Work to be completed: Reproduce all of the following material line for line, without changing anything.

— Start of Dataset entries —

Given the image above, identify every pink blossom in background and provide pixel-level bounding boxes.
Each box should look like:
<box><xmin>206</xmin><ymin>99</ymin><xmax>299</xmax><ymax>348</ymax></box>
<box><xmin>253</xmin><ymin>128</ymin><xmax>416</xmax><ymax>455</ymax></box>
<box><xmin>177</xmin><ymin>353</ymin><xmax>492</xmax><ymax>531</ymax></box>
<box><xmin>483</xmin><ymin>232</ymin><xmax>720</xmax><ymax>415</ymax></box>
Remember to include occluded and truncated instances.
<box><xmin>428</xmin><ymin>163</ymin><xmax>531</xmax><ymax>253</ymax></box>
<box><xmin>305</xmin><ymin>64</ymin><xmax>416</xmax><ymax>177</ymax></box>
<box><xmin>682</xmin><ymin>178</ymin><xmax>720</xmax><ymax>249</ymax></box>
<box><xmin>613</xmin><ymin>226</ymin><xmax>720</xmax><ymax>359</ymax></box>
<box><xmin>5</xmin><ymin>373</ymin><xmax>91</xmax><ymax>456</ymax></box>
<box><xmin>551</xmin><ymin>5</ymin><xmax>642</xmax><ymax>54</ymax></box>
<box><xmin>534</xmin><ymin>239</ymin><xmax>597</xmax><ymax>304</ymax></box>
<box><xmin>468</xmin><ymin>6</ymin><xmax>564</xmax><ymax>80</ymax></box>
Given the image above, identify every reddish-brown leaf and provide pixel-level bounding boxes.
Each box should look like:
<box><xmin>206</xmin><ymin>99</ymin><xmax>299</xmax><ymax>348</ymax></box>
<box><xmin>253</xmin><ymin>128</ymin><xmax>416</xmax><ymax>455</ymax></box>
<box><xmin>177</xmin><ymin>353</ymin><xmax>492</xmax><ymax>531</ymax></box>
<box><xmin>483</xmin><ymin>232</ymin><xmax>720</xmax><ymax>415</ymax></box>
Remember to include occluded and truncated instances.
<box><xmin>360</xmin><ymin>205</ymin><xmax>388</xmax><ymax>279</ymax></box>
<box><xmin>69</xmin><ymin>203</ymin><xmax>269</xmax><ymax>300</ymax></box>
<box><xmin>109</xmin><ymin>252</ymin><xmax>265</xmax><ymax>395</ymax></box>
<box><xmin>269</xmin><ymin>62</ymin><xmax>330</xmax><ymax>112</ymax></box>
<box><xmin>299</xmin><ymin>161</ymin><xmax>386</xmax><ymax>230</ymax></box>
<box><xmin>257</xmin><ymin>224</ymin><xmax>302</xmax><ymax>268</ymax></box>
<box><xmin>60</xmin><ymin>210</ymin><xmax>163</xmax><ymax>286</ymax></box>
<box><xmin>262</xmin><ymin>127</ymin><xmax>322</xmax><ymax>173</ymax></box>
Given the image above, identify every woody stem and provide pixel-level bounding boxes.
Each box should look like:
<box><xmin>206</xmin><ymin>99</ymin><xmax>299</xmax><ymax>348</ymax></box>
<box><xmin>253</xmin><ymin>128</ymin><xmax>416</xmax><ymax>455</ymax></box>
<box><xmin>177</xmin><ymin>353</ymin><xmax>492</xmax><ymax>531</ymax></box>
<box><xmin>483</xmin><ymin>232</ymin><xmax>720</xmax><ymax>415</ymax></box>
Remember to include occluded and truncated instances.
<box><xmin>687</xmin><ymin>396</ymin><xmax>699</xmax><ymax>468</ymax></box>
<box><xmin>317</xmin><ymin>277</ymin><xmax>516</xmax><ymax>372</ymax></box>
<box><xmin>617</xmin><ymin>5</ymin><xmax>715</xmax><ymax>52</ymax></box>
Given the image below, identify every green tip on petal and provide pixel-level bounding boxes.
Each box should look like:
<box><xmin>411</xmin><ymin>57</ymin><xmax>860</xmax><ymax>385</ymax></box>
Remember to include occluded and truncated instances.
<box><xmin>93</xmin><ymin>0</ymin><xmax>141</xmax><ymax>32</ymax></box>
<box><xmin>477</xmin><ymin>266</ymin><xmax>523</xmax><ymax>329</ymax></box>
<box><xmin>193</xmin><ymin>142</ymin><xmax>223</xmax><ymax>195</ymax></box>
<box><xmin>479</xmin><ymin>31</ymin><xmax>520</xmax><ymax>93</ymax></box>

— End of Dataset entries —

Result:
Given the image above, identify every pink blossom in background and provide pixel-level bounding boxes.
Each box should look like:
<box><xmin>206</xmin><ymin>99</ymin><xmax>299</xmax><ymax>348</ymax></box>
<box><xmin>253</xmin><ymin>128</ymin><xmax>416</xmax><ymax>455</ymax></box>
<box><xmin>177</xmin><ymin>353</ymin><xmax>492</xmax><ymax>531</ymax></box>
<box><xmin>483</xmin><ymin>232</ymin><xmax>720</xmax><ymax>415</ymax></box>
Remember to include occluded and truncated instances.
<box><xmin>428</xmin><ymin>163</ymin><xmax>531</xmax><ymax>253</ymax></box>
<box><xmin>305</xmin><ymin>64</ymin><xmax>416</xmax><ymax>177</ymax></box>
<box><xmin>682</xmin><ymin>178</ymin><xmax>720</xmax><ymax>249</ymax></box>
<box><xmin>613</xmin><ymin>226</ymin><xmax>720</xmax><ymax>359</ymax></box>
<box><xmin>5</xmin><ymin>373</ymin><xmax>91</xmax><ymax>456</ymax></box>
<box><xmin>551</xmin><ymin>5</ymin><xmax>642</xmax><ymax>54</ymax></box>
<box><xmin>534</xmin><ymin>239</ymin><xmax>597</xmax><ymax>304</ymax></box>
<box><xmin>468</xmin><ymin>6</ymin><xmax>564</xmax><ymax>80</ymax></box>
Given the image above, identify every reddish-brown leaf and provide pixel-level bounding boxes.
Each box should look like:
<box><xmin>206</xmin><ymin>99</ymin><xmax>299</xmax><ymax>348</ymax></box>
<box><xmin>253</xmin><ymin>128</ymin><xmax>416</xmax><ymax>455</ymax></box>
<box><xmin>177</xmin><ymin>353</ymin><xmax>492</xmax><ymax>531</ymax></box>
<box><xmin>483</xmin><ymin>232</ymin><xmax>720</xmax><ymax>415</ymax></box>
Remember to include occluded and truncated instances.
<box><xmin>360</xmin><ymin>205</ymin><xmax>388</xmax><ymax>279</ymax></box>
<box><xmin>69</xmin><ymin>203</ymin><xmax>269</xmax><ymax>300</ymax></box>
<box><xmin>109</xmin><ymin>252</ymin><xmax>265</xmax><ymax>395</ymax></box>
<box><xmin>269</xmin><ymin>62</ymin><xmax>330</xmax><ymax>112</ymax></box>
<box><xmin>299</xmin><ymin>161</ymin><xmax>386</xmax><ymax>230</ymax></box>
<box><xmin>257</xmin><ymin>224</ymin><xmax>302</xmax><ymax>268</ymax></box>
<box><xmin>60</xmin><ymin>210</ymin><xmax>163</xmax><ymax>286</ymax></box>
<box><xmin>262</xmin><ymin>127</ymin><xmax>322</xmax><ymax>173</ymax></box>
Given the image above, identify every woody stem and provide pixel-level bounding boxes.
Each box should look like:
<box><xmin>206</xmin><ymin>99</ymin><xmax>299</xmax><ymax>348</ymax></box>
<box><xmin>253</xmin><ymin>128</ymin><xmax>416</xmax><ymax>455</ymax></box>
<box><xmin>177</xmin><ymin>353</ymin><xmax>492</xmax><ymax>531</ymax></box>
<box><xmin>483</xmin><ymin>232</ymin><xmax>720</xmax><ymax>415</ymax></box>
Remember to include occluded and truncated instances.
<box><xmin>687</xmin><ymin>396</ymin><xmax>699</xmax><ymax>468</ymax></box>
<box><xmin>317</xmin><ymin>277</ymin><xmax>516</xmax><ymax>372</ymax></box>
<box><xmin>617</xmin><ymin>5</ymin><xmax>715</xmax><ymax>52</ymax></box>
Given the image below, identify every green tip on petal and provide pixel-level bounding boxes.
Each box should look like:
<box><xmin>411</xmin><ymin>57</ymin><xmax>860</xmax><ymax>385</ymax></box>
Remember to include occluded and truncated instances.
<box><xmin>93</xmin><ymin>0</ymin><xmax>141</xmax><ymax>32</ymax></box>
<box><xmin>477</xmin><ymin>266</ymin><xmax>523</xmax><ymax>329</ymax></box>
<box><xmin>193</xmin><ymin>142</ymin><xmax>223</xmax><ymax>195</ymax></box>
<box><xmin>479</xmin><ymin>31</ymin><xmax>520</xmax><ymax>93</ymax></box>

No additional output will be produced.